(Records excerpted from a collection)

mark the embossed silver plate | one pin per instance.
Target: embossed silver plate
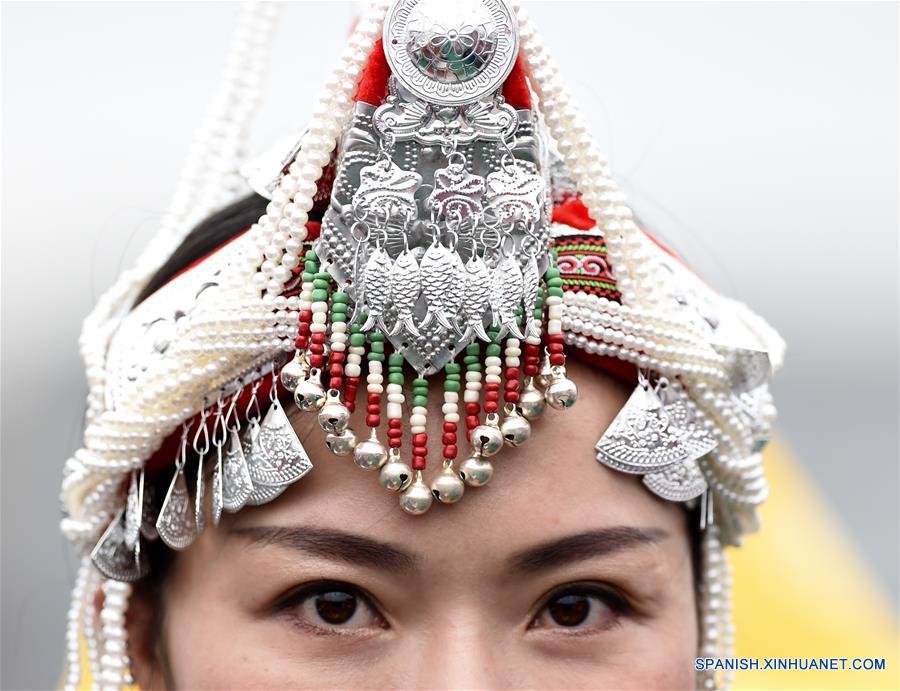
(451, 52)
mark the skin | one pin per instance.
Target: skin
(459, 596)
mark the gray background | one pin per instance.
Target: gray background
(759, 139)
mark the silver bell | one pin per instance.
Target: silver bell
(532, 402)
(309, 395)
(294, 372)
(476, 471)
(395, 475)
(562, 392)
(417, 498)
(341, 444)
(370, 454)
(487, 438)
(542, 381)
(515, 428)
(334, 415)
(448, 487)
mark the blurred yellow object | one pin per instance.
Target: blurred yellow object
(803, 590)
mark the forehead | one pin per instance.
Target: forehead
(550, 486)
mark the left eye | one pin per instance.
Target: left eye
(333, 607)
(579, 609)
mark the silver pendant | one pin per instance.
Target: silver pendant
(176, 524)
(217, 499)
(405, 286)
(515, 194)
(457, 192)
(237, 485)
(650, 434)
(276, 457)
(506, 295)
(377, 281)
(134, 509)
(437, 275)
(386, 189)
(477, 297)
(263, 494)
(678, 482)
(451, 56)
(114, 558)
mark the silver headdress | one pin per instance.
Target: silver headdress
(441, 238)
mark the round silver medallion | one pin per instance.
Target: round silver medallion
(451, 52)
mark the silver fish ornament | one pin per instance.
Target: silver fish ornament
(477, 296)
(435, 272)
(404, 292)
(455, 292)
(506, 295)
(377, 281)
(530, 280)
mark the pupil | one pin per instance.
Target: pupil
(335, 607)
(570, 610)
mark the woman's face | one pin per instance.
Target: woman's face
(559, 574)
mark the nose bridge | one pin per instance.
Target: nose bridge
(462, 649)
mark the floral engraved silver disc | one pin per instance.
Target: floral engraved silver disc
(451, 52)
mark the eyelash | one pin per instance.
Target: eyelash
(610, 598)
(291, 604)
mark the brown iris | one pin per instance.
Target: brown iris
(569, 610)
(335, 606)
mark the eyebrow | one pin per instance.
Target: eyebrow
(587, 545)
(335, 545)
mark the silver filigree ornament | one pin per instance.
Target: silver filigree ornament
(451, 53)
(655, 429)
(678, 482)
(114, 558)
(176, 524)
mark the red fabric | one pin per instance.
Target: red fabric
(373, 84)
(515, 88)
(573, 213)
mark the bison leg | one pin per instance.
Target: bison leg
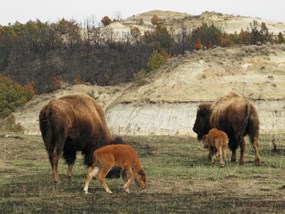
(101, 177)
(69, 171)
(242, 149)
(54, 158)
(222, 160)
(129, 181)
(124, 175)
(213, 155)
(93, 171)
(254, 143)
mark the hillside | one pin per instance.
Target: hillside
(176, 21)
(166, 104)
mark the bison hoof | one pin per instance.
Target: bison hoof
(127, 190)
(257, 162)
(241, 162)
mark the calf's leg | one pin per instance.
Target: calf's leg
(129, 181)
(101, 177)
(91, 173)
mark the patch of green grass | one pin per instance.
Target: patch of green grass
(180, 178)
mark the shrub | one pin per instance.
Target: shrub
(106, 20)
(140, 77)
(198, 44)
(155, 20)
(12, 95)
(155, 60)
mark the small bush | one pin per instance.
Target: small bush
(12, 95)
(140, 77)
(106, 20)
(156, 60)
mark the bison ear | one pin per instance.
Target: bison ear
(141, 172)
(119, 140)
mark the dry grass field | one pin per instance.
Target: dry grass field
(180, 179)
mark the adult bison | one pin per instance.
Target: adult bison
(236, 116)
(73, 123)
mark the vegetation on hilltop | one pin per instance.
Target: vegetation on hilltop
(45, 54)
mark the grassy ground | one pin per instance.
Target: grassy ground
(180, 179)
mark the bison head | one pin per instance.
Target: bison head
(201, 125)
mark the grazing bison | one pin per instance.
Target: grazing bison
(216, 141)
(234, 115)
(123, 156)
(73, 123)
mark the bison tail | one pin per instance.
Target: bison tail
(46, 128)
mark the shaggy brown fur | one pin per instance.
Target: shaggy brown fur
(234, 115)
(73, 123)
(123, 156)
(216, 141)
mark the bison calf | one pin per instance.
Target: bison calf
(216, 141)
(124, 156)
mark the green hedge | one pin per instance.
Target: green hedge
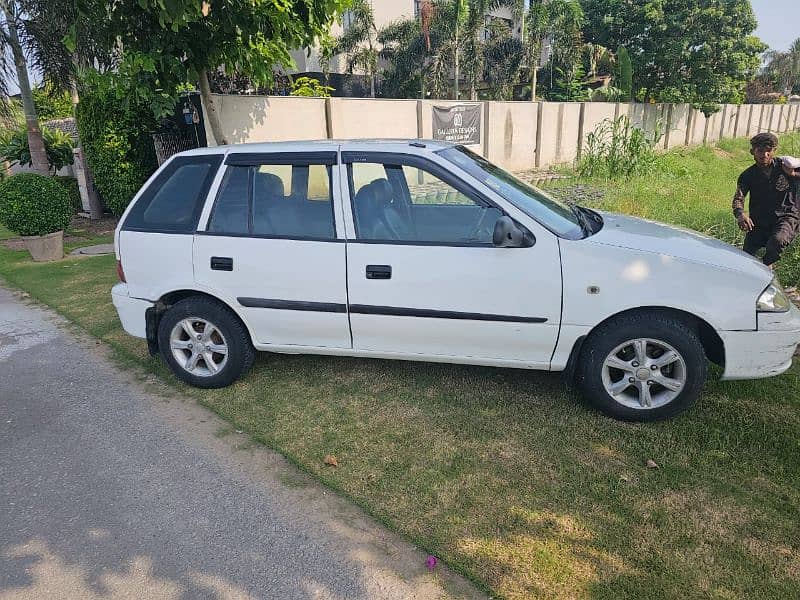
(71, 185)
(118, 144)
(32, 204)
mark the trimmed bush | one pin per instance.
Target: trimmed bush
(71, 185)
(117, 140)
(32, 204)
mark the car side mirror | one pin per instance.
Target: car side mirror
(508, 234)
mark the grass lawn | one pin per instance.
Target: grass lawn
(503, 473)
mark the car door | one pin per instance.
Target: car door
(424, 277)
(271, 248)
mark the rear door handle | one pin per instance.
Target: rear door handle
(221, 263)
(379, 272)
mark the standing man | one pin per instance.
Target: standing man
(770, 224)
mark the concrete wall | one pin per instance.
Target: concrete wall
(268, 118)
(595, 113)
(426, 121)
(515, 135)
(367, 118)
(511, 139)
(675, 134)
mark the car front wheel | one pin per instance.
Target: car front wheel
(204, 344)
(643, 367)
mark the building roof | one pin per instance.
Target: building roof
(66, 125)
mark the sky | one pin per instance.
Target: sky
(778, 26)
(778, 22)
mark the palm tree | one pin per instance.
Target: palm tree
(784, 67)
(504, 56)
(559, 21)
(460, 14)
(10, 38)
(414, 64)
(358, 42)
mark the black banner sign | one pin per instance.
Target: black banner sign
(460, 124)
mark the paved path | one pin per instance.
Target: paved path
(111, 490)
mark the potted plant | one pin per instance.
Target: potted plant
(37, 208)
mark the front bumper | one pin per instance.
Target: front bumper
(762, 353)
(131, 311)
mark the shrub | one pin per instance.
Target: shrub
(310, 87)
(58, 145)
(71, 185)
(616, 149)
(32, 204)
(118, 144)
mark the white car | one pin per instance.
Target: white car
(422, 250)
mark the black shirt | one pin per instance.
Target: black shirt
(768, 192)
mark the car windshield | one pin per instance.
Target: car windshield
(556, 216)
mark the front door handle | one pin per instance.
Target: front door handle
(379, 272)
(221, 263)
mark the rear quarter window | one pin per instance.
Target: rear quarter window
(172, 203)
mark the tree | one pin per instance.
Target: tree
(503, 55)
(697, 51)
(12, 36)
(419, 63)
(625, 77)
(359, 42)
(51, 102)
(783, 68)
(560, 22)
(167, 44)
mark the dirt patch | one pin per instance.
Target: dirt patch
(85, 228)
(17, 243)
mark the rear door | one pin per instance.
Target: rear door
(271, 247)
(424, 277)
(156, 233)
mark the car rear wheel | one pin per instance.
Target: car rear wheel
(643, 367)
(204, 344)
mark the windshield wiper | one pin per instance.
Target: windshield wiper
(586, 215)
(582, 220)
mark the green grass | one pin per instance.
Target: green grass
(504, 474)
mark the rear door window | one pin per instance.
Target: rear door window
(173, 202)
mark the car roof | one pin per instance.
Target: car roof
(363, 145)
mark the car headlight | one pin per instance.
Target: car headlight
(773, 299)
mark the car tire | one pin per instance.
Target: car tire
(642, 367)
(204, 343)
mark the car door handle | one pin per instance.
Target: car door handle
(221, 263)
(379, 272)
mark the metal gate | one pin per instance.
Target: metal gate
(167, 144)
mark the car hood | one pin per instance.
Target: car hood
(634, 233)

_TASK_
Arrange the listing, from the line containing "mark the car door handle" through the end of the listing inclusive, as a two-column CSV with the headers text and answer. Give one row for each text-and-answer pair, with each field quoted and line breaks replaced by spaces.

_RESULT_
text,answer
"mark the car door handle | one pin per instance. Target: car door handle","(221, 263) (379, 272)"
"mark the metal gate | one pin per instance. Target: metal gate","(167, 144)"
"mark the car hood | one pin per instance. Target: car hood","(634, 233)"